--- The input ---

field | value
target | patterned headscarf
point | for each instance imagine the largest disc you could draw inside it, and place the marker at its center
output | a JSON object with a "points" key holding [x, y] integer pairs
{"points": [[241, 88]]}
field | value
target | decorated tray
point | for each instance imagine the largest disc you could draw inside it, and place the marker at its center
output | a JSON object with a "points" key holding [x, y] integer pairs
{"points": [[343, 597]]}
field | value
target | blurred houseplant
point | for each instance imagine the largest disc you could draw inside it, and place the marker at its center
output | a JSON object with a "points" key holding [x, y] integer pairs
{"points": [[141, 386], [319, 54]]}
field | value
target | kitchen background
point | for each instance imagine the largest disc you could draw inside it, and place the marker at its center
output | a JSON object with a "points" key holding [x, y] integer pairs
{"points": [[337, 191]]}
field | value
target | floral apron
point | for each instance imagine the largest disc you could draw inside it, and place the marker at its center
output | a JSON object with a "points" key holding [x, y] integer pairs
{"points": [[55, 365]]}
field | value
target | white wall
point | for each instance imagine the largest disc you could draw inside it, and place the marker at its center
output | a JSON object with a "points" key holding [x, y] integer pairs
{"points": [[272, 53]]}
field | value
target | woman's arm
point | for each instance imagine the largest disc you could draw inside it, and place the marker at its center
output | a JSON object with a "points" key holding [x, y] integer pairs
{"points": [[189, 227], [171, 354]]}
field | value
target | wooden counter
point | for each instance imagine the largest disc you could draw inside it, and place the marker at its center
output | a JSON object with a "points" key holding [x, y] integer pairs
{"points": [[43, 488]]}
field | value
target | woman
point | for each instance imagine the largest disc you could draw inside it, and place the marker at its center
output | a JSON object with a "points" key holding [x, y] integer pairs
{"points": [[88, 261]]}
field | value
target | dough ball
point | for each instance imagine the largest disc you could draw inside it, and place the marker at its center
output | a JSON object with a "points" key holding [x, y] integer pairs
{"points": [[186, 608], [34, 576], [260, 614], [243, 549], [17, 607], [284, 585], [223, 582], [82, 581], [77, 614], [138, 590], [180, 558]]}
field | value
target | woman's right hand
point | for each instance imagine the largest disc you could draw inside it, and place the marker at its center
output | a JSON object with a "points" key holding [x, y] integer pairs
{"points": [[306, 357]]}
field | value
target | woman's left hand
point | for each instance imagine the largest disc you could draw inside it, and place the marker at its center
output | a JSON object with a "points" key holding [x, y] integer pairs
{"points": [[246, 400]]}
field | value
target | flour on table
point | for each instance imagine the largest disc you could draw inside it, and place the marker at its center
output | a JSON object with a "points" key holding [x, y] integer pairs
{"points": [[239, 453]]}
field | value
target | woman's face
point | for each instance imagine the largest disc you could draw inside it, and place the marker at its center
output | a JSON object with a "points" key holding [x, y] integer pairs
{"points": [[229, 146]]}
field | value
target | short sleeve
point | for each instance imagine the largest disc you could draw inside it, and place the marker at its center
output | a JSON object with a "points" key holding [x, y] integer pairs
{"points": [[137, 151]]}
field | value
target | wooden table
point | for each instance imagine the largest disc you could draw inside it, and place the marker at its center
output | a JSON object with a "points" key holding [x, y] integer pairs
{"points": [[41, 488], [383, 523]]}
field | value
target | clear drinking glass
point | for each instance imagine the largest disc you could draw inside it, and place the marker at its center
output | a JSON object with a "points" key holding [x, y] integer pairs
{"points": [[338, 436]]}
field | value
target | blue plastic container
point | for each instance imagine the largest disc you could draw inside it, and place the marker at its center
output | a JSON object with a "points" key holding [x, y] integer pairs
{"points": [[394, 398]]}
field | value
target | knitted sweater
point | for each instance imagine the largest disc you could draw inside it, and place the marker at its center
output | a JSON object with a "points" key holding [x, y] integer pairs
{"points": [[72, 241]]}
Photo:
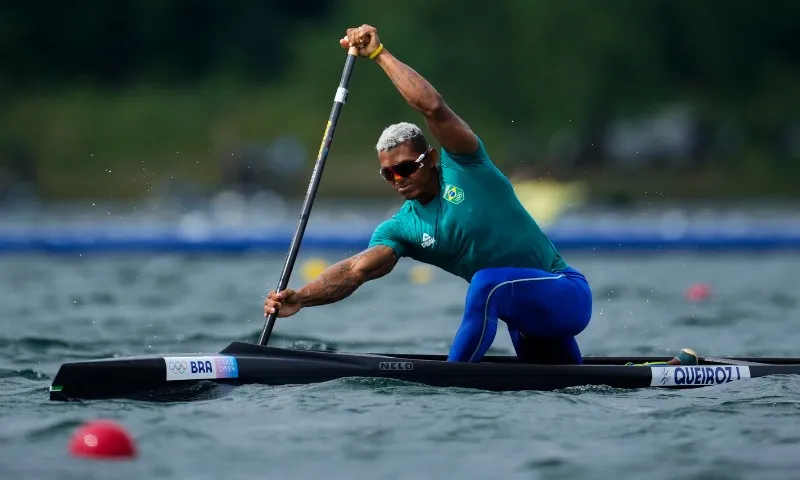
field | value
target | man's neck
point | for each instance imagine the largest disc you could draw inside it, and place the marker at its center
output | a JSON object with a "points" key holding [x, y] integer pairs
{"points": [[431, 192]]}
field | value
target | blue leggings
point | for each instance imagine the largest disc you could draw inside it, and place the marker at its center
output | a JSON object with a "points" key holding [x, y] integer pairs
{"points": [[543, 311]]}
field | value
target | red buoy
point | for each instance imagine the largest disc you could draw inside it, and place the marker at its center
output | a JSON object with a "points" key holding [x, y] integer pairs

---

Exercise details |
Supply only the number of lines above in which "hand" occurs.

Task result |
2